#### [Records from a point labeling set]
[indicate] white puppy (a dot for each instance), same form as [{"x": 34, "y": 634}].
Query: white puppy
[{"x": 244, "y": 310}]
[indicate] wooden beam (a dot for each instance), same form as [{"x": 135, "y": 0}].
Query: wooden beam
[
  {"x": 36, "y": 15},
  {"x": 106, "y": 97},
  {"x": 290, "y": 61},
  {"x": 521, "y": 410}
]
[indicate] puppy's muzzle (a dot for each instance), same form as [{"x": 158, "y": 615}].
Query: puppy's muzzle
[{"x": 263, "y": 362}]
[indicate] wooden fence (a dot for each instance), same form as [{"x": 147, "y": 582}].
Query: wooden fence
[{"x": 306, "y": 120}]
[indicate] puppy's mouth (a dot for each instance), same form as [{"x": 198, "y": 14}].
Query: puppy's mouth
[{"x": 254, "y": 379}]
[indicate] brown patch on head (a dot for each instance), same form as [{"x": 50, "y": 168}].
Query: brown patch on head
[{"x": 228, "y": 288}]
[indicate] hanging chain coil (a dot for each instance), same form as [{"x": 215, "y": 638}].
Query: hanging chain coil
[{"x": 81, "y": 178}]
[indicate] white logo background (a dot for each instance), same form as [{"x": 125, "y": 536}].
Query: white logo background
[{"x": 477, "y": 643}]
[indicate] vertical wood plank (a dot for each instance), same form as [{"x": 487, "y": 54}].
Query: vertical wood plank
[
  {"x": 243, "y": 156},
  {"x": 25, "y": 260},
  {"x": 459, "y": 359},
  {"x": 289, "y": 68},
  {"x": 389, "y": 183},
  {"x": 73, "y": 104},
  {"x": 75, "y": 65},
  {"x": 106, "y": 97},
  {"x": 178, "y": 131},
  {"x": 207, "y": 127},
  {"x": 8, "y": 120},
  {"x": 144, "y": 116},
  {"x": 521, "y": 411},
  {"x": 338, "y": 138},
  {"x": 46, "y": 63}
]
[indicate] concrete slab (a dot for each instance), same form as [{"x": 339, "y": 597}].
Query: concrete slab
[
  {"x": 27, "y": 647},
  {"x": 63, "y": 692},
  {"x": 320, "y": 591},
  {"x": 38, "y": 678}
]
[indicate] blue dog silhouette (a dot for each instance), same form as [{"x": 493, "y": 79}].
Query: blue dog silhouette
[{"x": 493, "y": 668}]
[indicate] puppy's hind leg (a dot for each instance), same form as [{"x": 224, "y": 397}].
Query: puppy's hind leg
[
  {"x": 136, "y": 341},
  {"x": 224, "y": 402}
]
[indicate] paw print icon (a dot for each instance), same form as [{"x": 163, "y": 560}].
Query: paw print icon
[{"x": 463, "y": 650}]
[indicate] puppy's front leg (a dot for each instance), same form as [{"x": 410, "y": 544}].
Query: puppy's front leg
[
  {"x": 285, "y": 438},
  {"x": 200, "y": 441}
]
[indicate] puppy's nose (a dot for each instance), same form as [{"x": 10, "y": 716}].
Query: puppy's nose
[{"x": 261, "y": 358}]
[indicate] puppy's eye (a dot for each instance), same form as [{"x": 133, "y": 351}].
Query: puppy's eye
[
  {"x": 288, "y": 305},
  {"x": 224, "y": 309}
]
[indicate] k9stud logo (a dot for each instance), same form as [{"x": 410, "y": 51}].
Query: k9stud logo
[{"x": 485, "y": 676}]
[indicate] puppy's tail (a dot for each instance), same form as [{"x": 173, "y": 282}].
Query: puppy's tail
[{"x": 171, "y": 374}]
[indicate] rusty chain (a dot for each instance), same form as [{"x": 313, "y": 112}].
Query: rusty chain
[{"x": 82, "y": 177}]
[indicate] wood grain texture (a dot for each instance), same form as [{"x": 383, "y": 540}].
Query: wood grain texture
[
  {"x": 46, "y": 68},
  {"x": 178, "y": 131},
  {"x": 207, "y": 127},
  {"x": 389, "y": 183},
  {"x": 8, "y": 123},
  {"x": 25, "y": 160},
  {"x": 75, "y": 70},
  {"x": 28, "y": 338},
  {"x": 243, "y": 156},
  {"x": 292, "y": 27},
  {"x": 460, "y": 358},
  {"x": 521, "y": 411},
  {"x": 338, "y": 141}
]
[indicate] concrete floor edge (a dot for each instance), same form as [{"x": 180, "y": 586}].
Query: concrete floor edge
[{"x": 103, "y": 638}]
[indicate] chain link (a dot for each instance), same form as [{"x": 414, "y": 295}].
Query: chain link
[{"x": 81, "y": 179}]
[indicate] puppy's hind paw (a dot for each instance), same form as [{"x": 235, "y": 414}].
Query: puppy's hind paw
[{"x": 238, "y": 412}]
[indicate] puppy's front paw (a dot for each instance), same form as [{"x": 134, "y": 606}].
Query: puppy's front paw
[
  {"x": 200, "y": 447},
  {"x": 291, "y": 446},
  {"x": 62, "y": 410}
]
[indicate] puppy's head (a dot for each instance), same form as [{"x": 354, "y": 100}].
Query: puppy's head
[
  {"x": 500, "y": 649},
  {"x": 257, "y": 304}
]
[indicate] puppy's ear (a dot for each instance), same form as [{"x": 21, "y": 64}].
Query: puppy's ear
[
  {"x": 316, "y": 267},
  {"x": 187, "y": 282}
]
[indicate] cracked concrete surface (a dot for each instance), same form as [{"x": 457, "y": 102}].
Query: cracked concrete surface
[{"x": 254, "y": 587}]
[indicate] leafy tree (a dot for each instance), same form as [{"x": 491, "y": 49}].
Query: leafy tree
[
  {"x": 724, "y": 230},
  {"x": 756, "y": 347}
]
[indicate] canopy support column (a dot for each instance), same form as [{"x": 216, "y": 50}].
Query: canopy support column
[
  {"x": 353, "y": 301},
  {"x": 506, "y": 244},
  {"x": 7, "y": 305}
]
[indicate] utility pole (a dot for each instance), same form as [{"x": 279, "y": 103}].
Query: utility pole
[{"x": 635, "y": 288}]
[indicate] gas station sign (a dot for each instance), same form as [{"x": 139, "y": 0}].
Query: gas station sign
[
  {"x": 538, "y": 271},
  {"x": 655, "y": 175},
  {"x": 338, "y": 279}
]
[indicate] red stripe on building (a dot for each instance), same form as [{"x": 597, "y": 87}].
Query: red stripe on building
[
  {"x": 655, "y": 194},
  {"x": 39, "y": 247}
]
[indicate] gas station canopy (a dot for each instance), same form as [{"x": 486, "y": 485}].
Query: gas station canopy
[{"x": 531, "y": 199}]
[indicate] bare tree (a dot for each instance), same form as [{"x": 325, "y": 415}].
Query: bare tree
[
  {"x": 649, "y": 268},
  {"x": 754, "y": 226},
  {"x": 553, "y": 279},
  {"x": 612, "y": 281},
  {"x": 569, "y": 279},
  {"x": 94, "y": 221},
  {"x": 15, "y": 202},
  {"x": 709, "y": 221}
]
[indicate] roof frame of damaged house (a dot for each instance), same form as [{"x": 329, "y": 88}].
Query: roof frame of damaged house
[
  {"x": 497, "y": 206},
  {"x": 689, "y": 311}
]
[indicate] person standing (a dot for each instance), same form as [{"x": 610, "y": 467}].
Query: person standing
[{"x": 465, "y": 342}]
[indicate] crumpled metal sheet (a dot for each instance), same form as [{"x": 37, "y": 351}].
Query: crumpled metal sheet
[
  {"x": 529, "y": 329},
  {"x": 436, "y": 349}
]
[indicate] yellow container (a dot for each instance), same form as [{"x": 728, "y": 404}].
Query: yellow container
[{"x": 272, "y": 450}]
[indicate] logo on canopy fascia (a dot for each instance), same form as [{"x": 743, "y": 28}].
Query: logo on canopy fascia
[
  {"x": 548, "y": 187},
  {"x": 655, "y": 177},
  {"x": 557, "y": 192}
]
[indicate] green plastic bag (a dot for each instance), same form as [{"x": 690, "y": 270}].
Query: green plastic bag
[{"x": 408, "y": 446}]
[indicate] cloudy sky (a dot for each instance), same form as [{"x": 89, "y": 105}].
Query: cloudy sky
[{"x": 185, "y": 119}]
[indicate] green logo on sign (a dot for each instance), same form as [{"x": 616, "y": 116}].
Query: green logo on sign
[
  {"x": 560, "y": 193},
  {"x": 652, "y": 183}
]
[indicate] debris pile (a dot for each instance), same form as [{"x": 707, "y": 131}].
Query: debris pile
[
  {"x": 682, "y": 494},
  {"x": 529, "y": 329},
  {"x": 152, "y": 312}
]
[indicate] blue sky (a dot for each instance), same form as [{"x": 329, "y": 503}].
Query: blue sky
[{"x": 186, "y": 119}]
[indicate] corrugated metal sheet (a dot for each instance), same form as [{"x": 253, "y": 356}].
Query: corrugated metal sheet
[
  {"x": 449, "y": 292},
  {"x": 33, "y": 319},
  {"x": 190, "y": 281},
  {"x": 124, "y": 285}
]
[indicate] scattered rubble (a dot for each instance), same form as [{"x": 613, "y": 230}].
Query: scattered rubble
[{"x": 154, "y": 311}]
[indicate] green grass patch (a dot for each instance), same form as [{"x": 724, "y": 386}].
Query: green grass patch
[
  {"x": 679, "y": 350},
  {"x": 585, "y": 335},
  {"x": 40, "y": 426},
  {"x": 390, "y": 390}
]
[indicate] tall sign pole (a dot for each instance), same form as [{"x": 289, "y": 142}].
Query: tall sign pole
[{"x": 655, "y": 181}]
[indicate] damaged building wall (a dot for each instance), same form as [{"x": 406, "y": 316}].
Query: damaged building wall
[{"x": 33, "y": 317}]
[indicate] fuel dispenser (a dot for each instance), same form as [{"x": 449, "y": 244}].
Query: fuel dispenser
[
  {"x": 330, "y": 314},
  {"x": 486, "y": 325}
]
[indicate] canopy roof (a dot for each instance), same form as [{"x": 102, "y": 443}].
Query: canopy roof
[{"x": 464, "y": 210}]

#### [STATED PROBLEM]
Output, unchanged, the lines from the line with "[indicate] tall sign" through the final line of the material.

#### [EXERCISE ANSWER]
[indicate] tall sign pole (a dot for each instance), same form as [{"x": 289, "y": 142}].
Query: tall sign pole
[{"x": 655, "y": 181}]
[indicate] damaged building wall (a dot for each instance), same form as [{"x": 406, "y": 316}].
Query: damaged building wall
[{"x": 33, "y": 317}]
[indicate] fuel dispenser (a dot for each instance), same form as [{"x": 449, "y": 244}].
Query: fuel dispenser
[
  {"x": 330, "y": 314},
  {"x": 486, "y": 325}
]
[indicate] canopy roof (a dot for each instance), same form as [{"x": 102, "y": 443}].
Query: canopy roof
[{"x": 464, "y": 210}]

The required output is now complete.